▶ [Assignment 1]
Answer these questions about the OpenCL integer-types thread:
(a) Which graphics card does the asker currently use?
(b) What peak performance does the cited article give for float?
(c) What is the OpenCL type int8, as opposed to 8-bit integers?
▶ [Assignment 2] Go on with the OpenCL integer-types thread, picking up after its last sentence.

▶ [Text block]
OpenCl: How do I make use of INT4/8? - opencl
I am looking for ways to improve the efficiency of an algorithm based on OpenCl.
Currently I use float and int datatypes on a Radeon VII card. However, a datatype covering numbers between -8 to +7 would be sufficient.
According to following article the Radeon VII achieves peak performance of 53/110 TFlops when restricting to INT8/INT4, which is much higher than with float which is 14 TFlops.
https://www.pcgameshardware.de/Radeon-VII-Grafikkarte-268194/Tests/Benchmark-Review-1274185/2/
So my question is how can I make use of INT8/4 operations? Simply use datatype char instead of int in OpenCl? Since char is the smallest buildin datatype, how can I even use INT4?
For "int8", that is, 8-bit integers, the OpenCL type is indeed char (signed, -128 to +127) or uchar (unsigned, 0 to 255). Not to be confused with the OpenCL type int8, which is a vector of 8 32-bit integers.
For decent performance you may want to use vector versions of these such as char4 or char16, though this should be driven based on your performance measurements, not guessing.

Stored records
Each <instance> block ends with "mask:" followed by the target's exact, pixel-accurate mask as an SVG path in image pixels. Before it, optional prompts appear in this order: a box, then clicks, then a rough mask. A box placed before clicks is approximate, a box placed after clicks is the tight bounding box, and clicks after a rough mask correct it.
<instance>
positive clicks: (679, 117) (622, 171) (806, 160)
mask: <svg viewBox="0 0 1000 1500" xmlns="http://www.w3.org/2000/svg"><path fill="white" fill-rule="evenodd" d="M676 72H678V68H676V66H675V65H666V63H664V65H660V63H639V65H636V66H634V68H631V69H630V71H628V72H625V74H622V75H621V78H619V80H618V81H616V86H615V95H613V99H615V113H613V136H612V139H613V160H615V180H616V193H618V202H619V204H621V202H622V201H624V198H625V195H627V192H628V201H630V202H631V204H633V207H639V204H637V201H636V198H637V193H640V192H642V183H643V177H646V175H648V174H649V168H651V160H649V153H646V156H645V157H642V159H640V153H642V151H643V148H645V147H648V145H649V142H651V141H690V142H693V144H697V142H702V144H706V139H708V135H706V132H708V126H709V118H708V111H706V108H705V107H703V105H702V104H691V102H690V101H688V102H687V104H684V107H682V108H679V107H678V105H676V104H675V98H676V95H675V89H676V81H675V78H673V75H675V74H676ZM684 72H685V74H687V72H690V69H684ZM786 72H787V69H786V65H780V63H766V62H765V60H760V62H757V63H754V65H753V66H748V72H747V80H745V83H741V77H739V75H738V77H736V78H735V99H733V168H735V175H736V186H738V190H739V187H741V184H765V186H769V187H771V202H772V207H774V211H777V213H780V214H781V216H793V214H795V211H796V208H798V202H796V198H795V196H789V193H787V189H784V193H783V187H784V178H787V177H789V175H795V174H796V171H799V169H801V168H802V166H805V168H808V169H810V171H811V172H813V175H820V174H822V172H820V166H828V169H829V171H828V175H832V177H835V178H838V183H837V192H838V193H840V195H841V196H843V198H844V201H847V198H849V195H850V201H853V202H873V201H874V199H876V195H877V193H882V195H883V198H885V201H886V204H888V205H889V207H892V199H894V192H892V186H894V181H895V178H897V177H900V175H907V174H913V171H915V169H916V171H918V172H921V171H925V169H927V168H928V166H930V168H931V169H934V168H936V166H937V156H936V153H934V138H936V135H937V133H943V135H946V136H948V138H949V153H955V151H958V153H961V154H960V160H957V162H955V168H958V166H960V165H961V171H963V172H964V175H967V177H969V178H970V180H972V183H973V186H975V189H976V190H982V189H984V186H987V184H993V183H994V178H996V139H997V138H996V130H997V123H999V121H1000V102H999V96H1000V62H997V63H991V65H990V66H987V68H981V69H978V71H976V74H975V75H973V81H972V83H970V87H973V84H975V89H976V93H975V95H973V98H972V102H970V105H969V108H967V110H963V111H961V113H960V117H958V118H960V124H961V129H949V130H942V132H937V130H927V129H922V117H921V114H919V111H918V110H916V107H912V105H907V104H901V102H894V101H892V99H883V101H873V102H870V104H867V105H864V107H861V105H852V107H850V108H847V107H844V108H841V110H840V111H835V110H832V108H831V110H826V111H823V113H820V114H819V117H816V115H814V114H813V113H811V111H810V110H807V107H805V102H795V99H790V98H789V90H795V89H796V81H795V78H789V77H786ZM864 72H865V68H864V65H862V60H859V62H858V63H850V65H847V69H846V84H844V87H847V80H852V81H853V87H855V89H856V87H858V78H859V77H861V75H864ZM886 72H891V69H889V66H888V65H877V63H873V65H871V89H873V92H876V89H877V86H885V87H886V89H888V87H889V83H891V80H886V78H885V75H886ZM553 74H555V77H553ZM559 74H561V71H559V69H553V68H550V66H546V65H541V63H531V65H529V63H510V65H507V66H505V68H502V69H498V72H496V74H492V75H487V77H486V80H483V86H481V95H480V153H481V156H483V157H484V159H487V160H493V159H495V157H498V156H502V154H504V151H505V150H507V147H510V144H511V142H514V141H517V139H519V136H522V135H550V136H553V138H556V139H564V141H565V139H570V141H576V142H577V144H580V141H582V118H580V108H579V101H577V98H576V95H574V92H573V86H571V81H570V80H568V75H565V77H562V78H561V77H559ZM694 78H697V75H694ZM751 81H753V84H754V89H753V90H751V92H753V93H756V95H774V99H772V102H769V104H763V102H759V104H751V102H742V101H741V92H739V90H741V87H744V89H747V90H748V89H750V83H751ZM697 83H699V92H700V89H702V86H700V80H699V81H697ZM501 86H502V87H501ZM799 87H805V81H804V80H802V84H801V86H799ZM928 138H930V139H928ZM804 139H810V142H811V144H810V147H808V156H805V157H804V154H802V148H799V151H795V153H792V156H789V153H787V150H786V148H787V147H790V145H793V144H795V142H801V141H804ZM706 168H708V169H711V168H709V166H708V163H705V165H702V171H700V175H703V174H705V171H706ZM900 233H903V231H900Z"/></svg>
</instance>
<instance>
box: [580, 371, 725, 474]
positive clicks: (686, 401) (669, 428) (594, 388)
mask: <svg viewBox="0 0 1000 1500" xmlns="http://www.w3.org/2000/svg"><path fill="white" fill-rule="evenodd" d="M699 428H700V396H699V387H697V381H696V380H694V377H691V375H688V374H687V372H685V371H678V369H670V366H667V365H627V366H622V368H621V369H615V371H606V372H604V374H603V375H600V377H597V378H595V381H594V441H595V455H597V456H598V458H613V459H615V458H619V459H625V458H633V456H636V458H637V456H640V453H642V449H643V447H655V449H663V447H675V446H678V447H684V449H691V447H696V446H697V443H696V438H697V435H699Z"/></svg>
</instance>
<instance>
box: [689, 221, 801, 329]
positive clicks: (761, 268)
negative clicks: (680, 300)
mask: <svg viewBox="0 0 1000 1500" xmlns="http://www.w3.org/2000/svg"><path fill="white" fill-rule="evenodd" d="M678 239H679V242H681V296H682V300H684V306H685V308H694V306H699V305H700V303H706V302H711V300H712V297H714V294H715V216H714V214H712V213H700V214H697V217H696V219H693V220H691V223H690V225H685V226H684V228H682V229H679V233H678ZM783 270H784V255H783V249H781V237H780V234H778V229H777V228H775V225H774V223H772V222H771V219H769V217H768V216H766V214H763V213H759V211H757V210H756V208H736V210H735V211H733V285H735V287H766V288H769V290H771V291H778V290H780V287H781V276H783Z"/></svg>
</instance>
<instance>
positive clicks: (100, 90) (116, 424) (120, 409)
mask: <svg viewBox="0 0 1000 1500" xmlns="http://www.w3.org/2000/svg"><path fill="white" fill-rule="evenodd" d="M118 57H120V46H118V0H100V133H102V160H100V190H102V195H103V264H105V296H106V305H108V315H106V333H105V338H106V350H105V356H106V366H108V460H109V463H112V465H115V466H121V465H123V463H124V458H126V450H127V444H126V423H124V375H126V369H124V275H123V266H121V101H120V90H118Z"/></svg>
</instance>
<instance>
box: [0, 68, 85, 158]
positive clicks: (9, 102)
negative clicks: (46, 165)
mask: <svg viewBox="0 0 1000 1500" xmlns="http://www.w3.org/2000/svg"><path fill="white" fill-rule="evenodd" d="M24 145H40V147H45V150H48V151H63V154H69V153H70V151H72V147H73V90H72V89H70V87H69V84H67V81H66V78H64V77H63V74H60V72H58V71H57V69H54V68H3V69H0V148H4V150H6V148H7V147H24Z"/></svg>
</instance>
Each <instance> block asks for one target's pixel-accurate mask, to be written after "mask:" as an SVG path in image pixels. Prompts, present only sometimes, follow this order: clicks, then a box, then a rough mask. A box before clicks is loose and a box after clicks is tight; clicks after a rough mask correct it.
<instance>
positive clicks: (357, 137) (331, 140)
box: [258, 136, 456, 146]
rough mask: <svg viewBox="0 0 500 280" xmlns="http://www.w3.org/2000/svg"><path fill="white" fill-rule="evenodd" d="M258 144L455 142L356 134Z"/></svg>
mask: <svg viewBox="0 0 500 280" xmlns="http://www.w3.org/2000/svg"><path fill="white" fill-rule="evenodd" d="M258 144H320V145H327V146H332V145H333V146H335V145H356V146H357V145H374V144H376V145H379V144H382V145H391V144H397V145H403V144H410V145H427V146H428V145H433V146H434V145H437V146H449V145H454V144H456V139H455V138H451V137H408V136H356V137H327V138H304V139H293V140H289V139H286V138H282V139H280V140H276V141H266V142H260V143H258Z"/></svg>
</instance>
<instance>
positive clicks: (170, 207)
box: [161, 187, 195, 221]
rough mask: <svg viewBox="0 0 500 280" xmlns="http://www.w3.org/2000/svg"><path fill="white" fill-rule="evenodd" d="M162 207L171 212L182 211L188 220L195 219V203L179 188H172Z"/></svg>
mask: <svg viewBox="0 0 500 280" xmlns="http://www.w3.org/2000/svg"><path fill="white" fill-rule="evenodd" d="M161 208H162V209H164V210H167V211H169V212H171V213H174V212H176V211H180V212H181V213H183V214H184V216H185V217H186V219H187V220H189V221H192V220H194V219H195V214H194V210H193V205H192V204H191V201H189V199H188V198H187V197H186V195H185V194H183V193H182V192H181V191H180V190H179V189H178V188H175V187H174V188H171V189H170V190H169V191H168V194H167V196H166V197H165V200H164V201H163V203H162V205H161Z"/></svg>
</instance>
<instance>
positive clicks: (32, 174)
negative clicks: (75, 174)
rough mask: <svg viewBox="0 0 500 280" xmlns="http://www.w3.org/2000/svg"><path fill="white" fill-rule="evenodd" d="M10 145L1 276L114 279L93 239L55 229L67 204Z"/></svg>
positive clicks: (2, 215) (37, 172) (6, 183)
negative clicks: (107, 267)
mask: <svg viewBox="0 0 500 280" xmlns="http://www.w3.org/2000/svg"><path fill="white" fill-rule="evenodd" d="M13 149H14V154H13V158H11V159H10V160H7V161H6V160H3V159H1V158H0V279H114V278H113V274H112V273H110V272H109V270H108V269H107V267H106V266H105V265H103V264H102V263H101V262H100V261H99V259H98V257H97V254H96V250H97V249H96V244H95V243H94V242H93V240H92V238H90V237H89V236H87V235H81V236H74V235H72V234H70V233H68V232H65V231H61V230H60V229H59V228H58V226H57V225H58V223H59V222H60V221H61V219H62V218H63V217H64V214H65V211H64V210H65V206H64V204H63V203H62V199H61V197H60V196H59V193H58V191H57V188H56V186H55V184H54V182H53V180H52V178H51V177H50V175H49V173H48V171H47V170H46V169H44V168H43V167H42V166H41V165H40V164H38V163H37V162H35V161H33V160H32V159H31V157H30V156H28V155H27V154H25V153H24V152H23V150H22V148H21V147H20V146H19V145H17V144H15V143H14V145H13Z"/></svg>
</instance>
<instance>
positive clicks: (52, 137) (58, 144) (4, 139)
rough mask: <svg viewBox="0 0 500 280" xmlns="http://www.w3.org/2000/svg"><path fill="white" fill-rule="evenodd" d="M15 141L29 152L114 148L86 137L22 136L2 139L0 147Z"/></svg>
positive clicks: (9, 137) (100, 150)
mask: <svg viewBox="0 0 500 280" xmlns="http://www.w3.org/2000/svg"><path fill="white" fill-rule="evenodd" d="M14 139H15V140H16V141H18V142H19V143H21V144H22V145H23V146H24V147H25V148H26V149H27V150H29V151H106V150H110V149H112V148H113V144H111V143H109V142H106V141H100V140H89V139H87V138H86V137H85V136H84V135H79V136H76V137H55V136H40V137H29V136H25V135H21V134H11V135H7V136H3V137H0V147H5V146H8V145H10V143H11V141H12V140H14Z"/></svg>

▶ [Answer space 1]
(a) A Radeon VII.
(b) 14 TFlops.
(c) A vector of 8 32-bit integers.

▶ [Answer space 2]
Note that you'll need to be aware of overflow behaviour, and especially for multiplications, you may need to perform intermediate operations on 16-bit values. (short/ushort/short4/ushort16/etc.) OpenCL also provides "saturating" addition and subtraction and a few other helpful integer built-in functions.
I'm not aware of any "native" support for packed 4-bit integer maths in OpenCL or any of the other GPGPU frameworks, or even any extensions. Maybe someone with experience with this can chip in, but my guess is that you'll effectively need to unpack uchar values using bit shifts and masking, perform your operations on uchar values and then pack back into 4-bit nibbles for storing. The speed boost will likely come from the fact that you can safely multiply using 8-bit logic rather than needing 16 bits to catch the overflow.
I made a test with some kernels to see if there is any difference in performance between int8 and char8:
typedef int8 type_msg;
//typedef char8 type_msg;
#define convert_type_msg(x) convert_int8(x)
__kernel void some_operation(__global type_msg *in_buff,
__global type_msg *out_buff)
{
out_buff[get_global_id(0)] = in_buff[get_global_id(0)] +(type_msg)(2);
}
First, to see what happens on GPU I used CodeXL to get the assembler code.
Here is part of the assembler code where int8 is used:
global_load_dwordx4 v[4:7], v[2:3], off
global_load_dwordx4 v[8:11], v[2:3], off inst_offset:16
v_add_co_u32 v0, vcc, s6, v0
v_mov_b32 v2, s7
v_addc_co_u32 v1, vcc, v2, v1, vcc
s_waitcnt vmcnt(0)
v_add_u32 v8, 2, v8
v_add_u32 v9, 2, v9
v_add_u32 v10, 2, v10
v_add_u32 v11, 2, v11
global_store_dwordx4 v[0:1], v[8:11], off inst_offset
v_add_u32 v2, 2, v4
v_add_u32 v3, 2, v5
v_add_u32 v4, 2, v6
v_add_u32 v5, 2, v7
global_store_dwordx4 v[0:1], v[2:5], off
And here is part of the assembler code where char8 is used:
global_load_dwordx2 v[2:3], v[2:3], off
s_waitcnt vmcnt(0)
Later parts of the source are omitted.